Set problem 1
Report each line of the records that contains the string "wall", copying every such line in full. Treat the match as case-sensitive.

Document text
◇ ◇ ◇ ◇ ◇

How to join tables in AWS DynamoDB?

Tags:

I know the whole design should be based on natural aggregates (documents), however I'm thinking to implement a separate table for localisations (lang, key, text) and then use keys in other tables. However, I was unable to find any example on doing this.

Any pointers might be helpful!

366

asked Apr 20 '16 19:04

Centurion

5 Answers

You are correct, DynamoDB is not designed as a relational database and does not support join operations. You can think about DynamoDB as just being a set of key-value pairs.

You can have the same keys across multiple tables (e.g. document_IDs), but DynamoDB doesn't automatically sync them or have any foreign-key features. The document_IDs in one table, while named the same, are technically a different set than the ones in a different table. It's up to your application software to make sure that those keys are synced.

◇ ◇ ◇ ◇ ◇

Set problem 2
In the DynamoDB thread, what does the answer say is responsible for keeping keys synced across tables?

Dataset excerpt:
◇ ◇ ◇ ◇ ◇

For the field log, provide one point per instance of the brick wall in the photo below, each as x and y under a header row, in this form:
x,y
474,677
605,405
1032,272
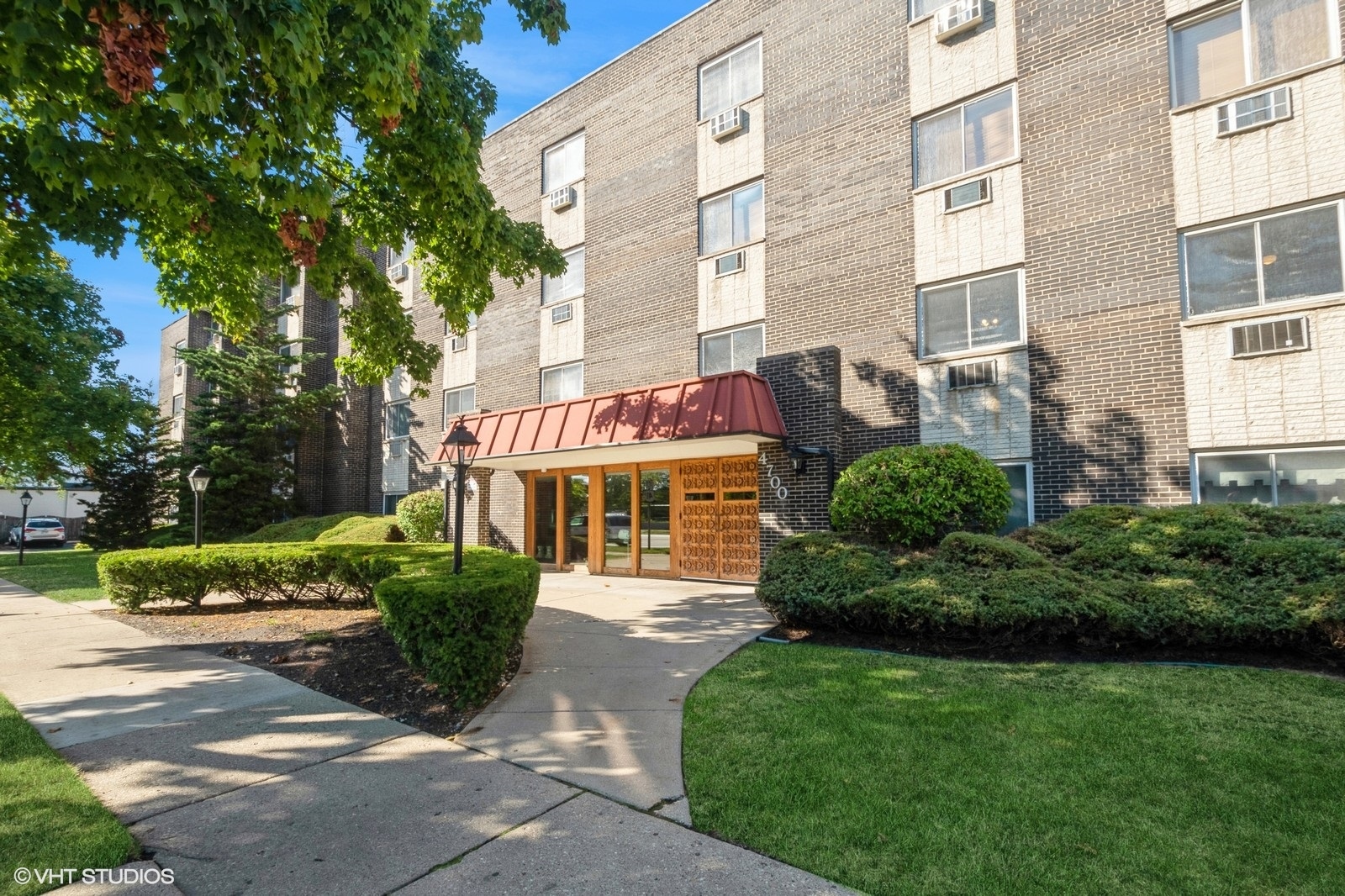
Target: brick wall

◇ ◇ ◇ ◇ ◇

Written response 1
For the field log, provide one point per instance of the brick wall in the photo below, each as x and y under a header row, in this form:
Target: brick wall

Written response 2
The application software.